>>

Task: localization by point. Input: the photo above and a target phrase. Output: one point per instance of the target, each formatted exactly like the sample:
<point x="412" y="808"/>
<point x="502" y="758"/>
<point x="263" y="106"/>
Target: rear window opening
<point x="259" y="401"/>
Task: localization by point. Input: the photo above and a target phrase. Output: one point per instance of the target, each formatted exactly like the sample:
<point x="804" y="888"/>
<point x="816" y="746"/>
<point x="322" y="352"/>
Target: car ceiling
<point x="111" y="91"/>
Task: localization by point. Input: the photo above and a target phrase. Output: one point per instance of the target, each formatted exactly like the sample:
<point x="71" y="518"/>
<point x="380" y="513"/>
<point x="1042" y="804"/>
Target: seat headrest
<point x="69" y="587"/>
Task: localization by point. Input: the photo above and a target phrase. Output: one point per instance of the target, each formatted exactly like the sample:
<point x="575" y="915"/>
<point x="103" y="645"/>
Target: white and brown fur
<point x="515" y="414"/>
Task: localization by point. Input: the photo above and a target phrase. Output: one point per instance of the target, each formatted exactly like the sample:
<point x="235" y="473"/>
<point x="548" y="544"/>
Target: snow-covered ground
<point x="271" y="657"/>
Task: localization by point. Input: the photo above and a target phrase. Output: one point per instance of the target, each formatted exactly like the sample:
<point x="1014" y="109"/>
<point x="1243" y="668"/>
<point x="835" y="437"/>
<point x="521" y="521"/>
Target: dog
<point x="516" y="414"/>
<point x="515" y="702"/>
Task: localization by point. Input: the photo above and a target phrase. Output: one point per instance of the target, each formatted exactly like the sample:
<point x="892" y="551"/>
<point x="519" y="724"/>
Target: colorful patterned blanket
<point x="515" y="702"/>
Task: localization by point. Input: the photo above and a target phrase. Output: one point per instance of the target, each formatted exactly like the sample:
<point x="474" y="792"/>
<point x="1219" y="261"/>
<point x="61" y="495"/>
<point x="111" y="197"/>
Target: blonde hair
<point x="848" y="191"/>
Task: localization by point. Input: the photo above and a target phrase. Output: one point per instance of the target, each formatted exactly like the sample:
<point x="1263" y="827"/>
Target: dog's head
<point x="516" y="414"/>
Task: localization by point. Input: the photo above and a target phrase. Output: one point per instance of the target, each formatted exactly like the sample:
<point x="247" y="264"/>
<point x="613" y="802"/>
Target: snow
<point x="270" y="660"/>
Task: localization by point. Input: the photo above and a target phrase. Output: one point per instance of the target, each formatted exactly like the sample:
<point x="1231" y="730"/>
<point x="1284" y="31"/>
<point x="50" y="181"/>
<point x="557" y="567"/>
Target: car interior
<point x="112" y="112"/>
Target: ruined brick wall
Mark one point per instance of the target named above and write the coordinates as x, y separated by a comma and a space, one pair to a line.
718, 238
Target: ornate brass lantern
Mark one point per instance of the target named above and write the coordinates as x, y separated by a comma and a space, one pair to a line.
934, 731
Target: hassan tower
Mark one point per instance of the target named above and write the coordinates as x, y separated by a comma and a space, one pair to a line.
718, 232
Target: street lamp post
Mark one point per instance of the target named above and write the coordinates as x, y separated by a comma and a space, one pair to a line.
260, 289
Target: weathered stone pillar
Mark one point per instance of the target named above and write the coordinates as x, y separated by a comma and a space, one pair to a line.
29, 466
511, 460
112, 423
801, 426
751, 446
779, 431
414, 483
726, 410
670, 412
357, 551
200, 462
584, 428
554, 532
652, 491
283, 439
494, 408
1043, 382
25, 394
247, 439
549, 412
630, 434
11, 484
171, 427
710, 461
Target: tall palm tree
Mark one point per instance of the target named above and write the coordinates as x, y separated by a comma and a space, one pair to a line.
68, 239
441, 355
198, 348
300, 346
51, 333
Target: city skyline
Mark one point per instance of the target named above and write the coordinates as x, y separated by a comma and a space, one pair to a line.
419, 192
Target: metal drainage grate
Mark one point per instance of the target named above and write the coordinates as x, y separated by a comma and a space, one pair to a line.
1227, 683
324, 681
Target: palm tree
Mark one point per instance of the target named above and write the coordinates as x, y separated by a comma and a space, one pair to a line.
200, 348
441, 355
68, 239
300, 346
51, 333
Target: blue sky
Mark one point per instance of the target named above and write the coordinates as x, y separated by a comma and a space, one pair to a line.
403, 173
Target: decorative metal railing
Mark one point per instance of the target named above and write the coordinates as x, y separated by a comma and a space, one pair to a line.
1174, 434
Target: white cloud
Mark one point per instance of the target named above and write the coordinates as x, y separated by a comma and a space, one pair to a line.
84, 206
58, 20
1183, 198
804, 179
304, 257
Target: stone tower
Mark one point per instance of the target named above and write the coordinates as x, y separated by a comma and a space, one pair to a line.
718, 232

<<

* **Exercise goal**: Determine which lines above include the word "stone", and report those lines in full.

* **Answer to this problem**:
Target: weathered stone pillar
Target: stone tower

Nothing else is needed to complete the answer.